* _TASK BRIEF_
Print the line containing "the sky, indicate" and each line after it through the end, please, with nothing added.

[Named-object pointing records]
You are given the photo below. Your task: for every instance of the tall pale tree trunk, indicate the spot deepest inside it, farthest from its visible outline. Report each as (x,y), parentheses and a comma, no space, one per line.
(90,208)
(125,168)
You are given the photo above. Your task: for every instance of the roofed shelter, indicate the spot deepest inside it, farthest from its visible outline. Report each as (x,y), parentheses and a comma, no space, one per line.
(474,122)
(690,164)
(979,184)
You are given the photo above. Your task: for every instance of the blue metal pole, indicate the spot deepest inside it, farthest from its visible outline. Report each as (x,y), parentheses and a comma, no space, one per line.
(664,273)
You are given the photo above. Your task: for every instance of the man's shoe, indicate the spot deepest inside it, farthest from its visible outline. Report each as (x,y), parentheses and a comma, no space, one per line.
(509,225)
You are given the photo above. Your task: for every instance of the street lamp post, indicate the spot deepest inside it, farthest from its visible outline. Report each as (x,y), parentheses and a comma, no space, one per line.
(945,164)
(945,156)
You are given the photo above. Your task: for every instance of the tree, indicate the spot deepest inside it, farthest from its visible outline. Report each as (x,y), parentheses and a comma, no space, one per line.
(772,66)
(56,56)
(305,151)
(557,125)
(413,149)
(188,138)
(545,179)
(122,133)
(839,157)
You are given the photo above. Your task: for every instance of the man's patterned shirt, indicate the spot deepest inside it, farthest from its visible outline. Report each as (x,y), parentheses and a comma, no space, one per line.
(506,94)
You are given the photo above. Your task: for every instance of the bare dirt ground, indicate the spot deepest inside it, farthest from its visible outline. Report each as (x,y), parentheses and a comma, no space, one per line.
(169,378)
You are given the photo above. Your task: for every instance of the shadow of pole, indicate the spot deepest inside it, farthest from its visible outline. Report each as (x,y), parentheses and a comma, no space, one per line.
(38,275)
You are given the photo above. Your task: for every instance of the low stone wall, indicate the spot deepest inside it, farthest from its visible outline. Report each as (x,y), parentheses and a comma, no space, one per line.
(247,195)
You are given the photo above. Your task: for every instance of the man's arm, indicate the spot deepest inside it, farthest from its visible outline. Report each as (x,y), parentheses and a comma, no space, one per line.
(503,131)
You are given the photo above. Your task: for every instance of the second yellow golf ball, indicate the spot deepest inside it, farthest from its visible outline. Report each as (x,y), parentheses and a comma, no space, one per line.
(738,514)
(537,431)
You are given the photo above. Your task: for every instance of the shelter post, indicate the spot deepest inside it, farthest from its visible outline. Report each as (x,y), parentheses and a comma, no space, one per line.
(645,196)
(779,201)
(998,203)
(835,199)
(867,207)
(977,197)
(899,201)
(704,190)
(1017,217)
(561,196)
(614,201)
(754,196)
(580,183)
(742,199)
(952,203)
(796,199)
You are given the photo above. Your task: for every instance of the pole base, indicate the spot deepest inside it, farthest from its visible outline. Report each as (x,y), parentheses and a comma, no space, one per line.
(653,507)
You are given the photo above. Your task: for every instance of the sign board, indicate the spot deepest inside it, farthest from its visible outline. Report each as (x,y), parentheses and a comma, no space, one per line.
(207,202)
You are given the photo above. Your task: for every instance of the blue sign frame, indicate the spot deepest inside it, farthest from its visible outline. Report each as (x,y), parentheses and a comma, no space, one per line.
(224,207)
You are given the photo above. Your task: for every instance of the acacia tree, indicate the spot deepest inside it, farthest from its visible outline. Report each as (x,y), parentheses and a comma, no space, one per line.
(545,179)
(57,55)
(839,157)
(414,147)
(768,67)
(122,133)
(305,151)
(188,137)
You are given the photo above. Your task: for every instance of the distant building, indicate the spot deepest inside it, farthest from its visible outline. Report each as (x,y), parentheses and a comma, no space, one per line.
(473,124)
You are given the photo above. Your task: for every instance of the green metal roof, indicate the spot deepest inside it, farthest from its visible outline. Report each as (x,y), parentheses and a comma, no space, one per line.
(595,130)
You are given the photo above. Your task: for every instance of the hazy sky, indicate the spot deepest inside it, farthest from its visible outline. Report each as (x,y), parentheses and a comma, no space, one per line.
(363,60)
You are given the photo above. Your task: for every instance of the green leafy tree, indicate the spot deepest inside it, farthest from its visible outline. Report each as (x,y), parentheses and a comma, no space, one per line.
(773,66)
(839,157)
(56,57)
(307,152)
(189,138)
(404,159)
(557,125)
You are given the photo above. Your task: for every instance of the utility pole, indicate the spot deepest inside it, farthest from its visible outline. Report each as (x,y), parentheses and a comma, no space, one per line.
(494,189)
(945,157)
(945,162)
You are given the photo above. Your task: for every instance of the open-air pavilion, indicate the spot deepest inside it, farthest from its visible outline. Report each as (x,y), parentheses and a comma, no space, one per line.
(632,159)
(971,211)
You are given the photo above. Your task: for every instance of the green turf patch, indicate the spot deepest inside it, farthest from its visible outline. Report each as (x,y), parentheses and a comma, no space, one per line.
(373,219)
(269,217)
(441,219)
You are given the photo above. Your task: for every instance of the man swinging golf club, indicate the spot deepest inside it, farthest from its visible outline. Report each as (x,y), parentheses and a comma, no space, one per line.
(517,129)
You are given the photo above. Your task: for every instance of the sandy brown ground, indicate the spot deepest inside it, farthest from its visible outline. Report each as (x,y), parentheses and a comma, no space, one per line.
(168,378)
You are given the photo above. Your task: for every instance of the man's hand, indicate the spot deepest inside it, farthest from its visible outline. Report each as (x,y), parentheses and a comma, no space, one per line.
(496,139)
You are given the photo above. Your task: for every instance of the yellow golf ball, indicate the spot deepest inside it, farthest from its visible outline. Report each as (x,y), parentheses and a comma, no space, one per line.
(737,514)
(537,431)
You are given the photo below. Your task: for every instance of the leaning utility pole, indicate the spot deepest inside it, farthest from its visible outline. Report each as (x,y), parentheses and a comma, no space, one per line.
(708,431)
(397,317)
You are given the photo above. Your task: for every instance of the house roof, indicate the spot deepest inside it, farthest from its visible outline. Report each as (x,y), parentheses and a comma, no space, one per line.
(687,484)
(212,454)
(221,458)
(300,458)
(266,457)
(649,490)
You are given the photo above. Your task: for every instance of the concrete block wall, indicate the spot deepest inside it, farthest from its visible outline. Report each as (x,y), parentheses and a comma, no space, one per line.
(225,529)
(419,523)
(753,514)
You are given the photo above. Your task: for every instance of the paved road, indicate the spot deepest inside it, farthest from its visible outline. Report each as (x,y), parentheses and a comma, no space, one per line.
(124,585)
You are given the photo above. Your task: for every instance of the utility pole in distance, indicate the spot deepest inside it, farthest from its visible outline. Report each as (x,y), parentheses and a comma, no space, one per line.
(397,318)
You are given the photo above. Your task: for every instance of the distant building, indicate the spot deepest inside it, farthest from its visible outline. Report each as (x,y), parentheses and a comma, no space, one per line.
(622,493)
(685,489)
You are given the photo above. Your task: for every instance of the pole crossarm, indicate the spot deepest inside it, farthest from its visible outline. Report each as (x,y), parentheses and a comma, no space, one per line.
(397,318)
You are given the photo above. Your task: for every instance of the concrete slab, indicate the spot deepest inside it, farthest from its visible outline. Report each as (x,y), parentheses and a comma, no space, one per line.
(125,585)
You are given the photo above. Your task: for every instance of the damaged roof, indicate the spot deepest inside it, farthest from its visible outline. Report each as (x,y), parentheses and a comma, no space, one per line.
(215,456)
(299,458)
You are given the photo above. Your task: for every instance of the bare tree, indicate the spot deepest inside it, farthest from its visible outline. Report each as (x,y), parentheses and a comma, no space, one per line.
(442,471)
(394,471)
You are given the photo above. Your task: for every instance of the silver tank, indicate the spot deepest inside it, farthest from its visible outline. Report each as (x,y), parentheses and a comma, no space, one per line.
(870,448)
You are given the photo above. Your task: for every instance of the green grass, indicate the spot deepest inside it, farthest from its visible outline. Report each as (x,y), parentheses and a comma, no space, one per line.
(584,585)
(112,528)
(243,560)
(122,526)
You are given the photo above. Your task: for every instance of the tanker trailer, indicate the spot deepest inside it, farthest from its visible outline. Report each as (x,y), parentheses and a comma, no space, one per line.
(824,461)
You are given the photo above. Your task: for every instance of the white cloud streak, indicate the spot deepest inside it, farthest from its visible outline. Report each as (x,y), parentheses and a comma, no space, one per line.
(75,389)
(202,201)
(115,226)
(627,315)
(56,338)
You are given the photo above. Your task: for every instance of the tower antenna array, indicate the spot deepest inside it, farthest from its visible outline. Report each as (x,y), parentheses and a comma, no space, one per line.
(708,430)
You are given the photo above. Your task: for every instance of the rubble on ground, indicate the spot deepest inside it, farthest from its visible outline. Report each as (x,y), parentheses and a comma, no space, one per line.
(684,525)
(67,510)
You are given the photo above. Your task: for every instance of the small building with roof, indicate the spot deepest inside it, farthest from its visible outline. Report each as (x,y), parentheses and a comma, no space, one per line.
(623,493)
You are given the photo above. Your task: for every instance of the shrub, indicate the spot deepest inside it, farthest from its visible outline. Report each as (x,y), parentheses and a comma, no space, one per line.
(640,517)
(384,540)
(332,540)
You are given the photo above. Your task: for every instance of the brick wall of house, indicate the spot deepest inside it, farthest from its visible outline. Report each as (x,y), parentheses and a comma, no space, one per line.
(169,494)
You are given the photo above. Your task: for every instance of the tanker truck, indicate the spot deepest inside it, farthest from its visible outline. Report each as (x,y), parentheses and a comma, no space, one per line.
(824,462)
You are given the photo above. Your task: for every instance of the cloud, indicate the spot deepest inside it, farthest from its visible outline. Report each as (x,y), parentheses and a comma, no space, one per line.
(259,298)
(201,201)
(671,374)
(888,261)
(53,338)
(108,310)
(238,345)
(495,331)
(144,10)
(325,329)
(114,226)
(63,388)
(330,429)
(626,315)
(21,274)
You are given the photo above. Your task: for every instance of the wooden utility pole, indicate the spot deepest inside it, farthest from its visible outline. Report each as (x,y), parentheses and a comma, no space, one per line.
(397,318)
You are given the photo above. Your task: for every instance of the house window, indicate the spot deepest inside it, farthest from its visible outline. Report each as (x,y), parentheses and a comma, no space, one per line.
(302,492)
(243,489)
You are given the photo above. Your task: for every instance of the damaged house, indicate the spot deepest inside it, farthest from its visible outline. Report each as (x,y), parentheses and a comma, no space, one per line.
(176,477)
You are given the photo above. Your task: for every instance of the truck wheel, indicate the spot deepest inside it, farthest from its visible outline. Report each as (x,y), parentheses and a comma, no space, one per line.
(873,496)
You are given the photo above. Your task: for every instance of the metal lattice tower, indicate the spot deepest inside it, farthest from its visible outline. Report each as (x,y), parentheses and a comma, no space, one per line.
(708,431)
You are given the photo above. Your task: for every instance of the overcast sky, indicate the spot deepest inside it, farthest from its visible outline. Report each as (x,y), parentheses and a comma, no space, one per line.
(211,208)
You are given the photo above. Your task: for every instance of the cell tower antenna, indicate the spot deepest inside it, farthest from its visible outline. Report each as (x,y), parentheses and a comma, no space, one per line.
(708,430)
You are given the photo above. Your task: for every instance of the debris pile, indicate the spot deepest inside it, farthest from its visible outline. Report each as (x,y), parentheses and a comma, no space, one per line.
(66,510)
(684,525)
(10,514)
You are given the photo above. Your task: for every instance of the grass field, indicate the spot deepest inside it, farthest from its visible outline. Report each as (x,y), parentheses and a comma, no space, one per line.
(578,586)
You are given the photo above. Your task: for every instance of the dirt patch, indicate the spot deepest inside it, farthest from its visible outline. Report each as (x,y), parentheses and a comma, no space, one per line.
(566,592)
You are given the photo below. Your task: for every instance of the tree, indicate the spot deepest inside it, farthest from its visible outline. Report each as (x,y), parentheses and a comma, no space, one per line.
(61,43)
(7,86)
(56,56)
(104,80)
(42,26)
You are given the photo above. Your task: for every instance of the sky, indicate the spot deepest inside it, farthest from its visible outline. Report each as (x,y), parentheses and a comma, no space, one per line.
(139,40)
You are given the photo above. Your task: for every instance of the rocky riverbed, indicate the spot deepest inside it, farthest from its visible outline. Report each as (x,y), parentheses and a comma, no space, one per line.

* _WRITTEN RESPONSE_
You are given the photo above. Your task: for every instance of the sky, indicate the spot deepest inside it, farthest from its visible outline. Report each as (x,y), parentheses and a comma, no space, one per line.
(139,40)
You are given the photo above. Your task: for every instance of the rocky riverbed, indicate the spot deepest inside it, farthest from its visible outline. Report each as (x,y), parentheses and a comma, no space, one per line.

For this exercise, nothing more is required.